** start Dataset **

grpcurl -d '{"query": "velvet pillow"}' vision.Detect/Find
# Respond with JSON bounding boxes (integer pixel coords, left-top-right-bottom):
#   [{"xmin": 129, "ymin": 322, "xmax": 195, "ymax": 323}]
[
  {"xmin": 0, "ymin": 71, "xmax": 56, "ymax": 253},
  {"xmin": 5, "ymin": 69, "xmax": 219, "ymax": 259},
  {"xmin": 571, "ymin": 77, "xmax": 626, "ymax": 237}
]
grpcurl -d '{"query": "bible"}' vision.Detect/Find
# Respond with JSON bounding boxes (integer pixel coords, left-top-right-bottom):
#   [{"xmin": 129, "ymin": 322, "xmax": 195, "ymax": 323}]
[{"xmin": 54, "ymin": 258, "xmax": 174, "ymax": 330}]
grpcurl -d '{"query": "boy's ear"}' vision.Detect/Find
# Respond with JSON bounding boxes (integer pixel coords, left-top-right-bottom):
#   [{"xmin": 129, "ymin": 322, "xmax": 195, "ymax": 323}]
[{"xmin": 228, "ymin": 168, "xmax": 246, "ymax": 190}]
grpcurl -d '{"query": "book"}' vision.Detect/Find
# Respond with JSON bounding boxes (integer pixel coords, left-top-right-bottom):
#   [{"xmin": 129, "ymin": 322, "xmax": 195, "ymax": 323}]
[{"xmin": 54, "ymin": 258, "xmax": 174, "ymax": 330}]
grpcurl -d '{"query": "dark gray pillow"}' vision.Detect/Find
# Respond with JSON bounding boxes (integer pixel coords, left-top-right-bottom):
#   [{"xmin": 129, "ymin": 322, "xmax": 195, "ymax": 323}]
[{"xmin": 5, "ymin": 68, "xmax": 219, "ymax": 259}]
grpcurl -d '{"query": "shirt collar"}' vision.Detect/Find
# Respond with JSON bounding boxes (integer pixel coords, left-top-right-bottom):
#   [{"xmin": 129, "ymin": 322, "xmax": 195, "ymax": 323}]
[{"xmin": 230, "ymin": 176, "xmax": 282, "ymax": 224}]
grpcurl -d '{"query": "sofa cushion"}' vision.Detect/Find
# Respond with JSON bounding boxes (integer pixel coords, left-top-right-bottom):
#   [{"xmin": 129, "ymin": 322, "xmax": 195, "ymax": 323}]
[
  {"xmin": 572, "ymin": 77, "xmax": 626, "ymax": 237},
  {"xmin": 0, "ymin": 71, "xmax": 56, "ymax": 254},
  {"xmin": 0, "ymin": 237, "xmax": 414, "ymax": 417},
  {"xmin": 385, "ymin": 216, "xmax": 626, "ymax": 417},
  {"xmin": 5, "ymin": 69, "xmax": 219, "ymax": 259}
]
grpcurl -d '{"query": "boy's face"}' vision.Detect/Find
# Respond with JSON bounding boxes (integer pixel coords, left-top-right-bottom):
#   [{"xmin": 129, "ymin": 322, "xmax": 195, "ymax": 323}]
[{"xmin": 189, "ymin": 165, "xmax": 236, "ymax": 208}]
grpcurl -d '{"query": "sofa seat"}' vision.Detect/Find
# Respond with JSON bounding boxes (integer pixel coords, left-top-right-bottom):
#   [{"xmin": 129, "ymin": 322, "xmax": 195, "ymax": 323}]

** end Dataset **

Set exercise:
Write the material out exactly, with nothing left out.

Reply to the exercise:
grpcurl -d '{"query": "velvet pillow"}' vision.Detect/Find
# Respond with JSON bounding boxes (integer pixel coords, left-top-right-bottom):
#   [{"xmin": 129, "ymin": 322, "xmax": 195, "ymax": 323}]
[
  {"xmin": 0, "ymin": 71, "xmax": 56, "ymax": 253},
  {"xmin": 5, "ymin": 69, "xmax": 219, "ymax": 259},
  {"xmin": 571, "ymin": 77, "xmax": 626, "ymax": 237}
]
grpcurl -d '{"query": "bible"}' vision.Detect/Find
# Respond with JSON bounding boxes (integer pixel coords, left-top-right-bottom):
#   [{"xmin": 129, "ymin": 322, "xmax": 195, "ymax": 323}]
[{"xmin": 54, "ymin": 258, "xmax": 174, "ymax": 330}]
grpcurl -d '{"query": "boy's ear"}' vision.Detect/Find
# Respond with JSON bounding boxes (integer pixel coords, left-top-right-bottom):
#   [{"xmin": 129, "ymin": 322, "xmax": 195, "ymax": 323}]
[{"xmin": 228, "ymin": 168, "xmax": 246, "ymax": 190}]
grpcurl -d '{"query": "book"}' vision.Detect/Find
# Respond with JSON bounding boxes (integer pixel coords, left-top-right-bottom):
#   [{"xmin": 129, "ymin": 322, "xmax": 195, "ymax": 323}]
[{"xmin": 54, "ymin": 258, "xmax": 174, "ymax": 330}]
grpcurl -d '{"query": "dark gray pillow"}' vision.Detect/Find
# Respond with JSON bounding boxes (integer pixel coords, left-top-right-bottom):
#   [{"xmin": 129, "ymin": 322, "xmax": 195, "ymax": 323}]
[{"xmin": 5, "ymin": 68, "xmax": 219, "ymax": 259}]
grpcurl -d '{"query": "shirt collar"}' vision.Detect/Find
# Respond with JSON bounding boxes (integer pixel coords, left-top-right-bottom):
#   [{"xmin": 129, "ymin": 322, "xmax": 195, "ymax": 323}]
[{"xmin": 230, "ymin": 176, "xmax": 282, "ymax": 224}]
grpcurl -d '{"query": "sofa cushion"}' vision.Detect/Find
# Respond with JSON bounding boxes (integer pixel coords, left-top-right-bottom):
#   [{"xmin": 129, "ymin": 322, "xmax": 195, "ymax": 323}]
[
  {"xmin": 572, "ymin": 77, "xmax": 626, "ymax": 237},
  {"xmin": 0, "ymin": 71, "xmax": 56, "ymax": 254},
  {"xmin": 0, "ymin": 237, "xmax": 414, "ymax": 417},
  {"xmin": 385, "ymin": 216, "xmax": 626, "ymax": 417},
  {"xmin": 5, "ymin": 69, "xmax": 219, "ymax": 259}
]
grpcurl -d '{"query": "boy's face"}' vision.Detect/Find
# Respond with JSON bounding boxes (integer pixel coords, left-top-right-bottom):
#   [{"xmin": 129, "ymin": 322, "xmax": 195, "ymax": 323}]
[{"xmin": 189, "ymin": 165, "xmax": 236, "ymax": 208}]
grpcurl -d '{"query": "sofa seat"}' vision.Detect/Find
# Respond with JSON bounding boxes (integer pixel coords, left-top-right-bottom):
#   [{"xmin": 129, "ymin": 322, "xmax": 195, "ymax": 323}]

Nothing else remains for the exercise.